Every record that follows must be given again exactly.
--------
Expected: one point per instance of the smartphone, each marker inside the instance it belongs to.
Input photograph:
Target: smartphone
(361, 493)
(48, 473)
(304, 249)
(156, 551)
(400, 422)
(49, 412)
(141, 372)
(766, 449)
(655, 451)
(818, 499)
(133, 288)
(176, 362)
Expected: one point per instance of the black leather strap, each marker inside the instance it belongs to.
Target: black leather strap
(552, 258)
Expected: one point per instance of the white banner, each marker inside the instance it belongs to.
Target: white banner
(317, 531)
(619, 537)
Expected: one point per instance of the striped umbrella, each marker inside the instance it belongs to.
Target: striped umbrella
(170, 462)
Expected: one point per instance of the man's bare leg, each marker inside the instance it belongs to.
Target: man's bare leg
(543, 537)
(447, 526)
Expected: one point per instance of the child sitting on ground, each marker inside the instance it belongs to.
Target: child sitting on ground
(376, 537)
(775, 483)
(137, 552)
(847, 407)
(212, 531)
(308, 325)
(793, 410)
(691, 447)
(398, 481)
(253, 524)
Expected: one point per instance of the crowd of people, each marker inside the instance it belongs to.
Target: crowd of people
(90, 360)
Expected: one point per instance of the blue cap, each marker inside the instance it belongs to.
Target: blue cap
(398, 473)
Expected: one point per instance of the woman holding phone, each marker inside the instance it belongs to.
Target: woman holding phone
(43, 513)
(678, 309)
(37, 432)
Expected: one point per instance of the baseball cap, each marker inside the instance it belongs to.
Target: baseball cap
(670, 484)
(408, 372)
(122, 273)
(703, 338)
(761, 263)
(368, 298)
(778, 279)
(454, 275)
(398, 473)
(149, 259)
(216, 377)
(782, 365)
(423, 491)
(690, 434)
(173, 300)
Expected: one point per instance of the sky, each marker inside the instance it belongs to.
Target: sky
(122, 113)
--------
RESULT FOR THIS EXERCISE:
Expected: one point per instance of the smartphone, each marker inside the instance it belongs to.
Input photograph:
Target: smartphone
(361, 493)
(48, 473)
(304, 249)
(156, 551)
(400, 422)
(49, 412)
(141, 372)
(766, 449)
(655, 451)
(818, 499)
(133, 288)
(176, 362)
Expected: one point per instance of the black leather strap, each marker inside the instance it belongs to.
Target: black leather strap
(552, 258)
Expected: one point per instance of the white banner, each marker inside the instance it belongs to.
Target: white banner
(317, 531)
(619, 537)
Expected: one point per instance of the striped umbrella, each marker inside the instance it belongs to.
Target: striped umbrella
(170, 462)
Expected: one point per instance of the man's bare leg, each marker inside the instance it belongs to.
Target: man's bare leg
(543, 537)
(447, 526)
Expected: one point per instance of the child sitting on ground, each marker inside the instance it belongs to.
Target: child sitting on ground
(376, 537)
(775, 483)
(137, 552)
(847, 407)
(212, 531)
(308, 325)
(793, 410)
(691, 447)
(398, 481)
(253, 524)
Expected: one point per instance of the crowd of people, each marker inside the instance it belongs to.
Target: crowd of people
(90, 360)
Expected: one point per instance of the blue cap, each marker inside the instance it belongs to.
Target: blue cap
(398, 473)
Expected: one point per instance of the woman holding phone, each marker inside the instance it belongs to.
Target: woman holding phone
(43, 513)
(678, 309)
(37, 432)
Expected: one point per instance of the baseball cap, each marker inside the instance it belongs to.
Target: baseball cap
(670, 484)
(408, 372)
(122, 273)
(703, 338)
(761, 263)
(368, 298)
(778, 279)
(454, 275)
(398, 473)
(149, 259)
(216, 377)
(782, 365)
(423, 491)
(690, 434)
(173, 300)
Expected: one point per instance of the sky, each marker inside the instance it belongs to.
Target: sky
(122, 113)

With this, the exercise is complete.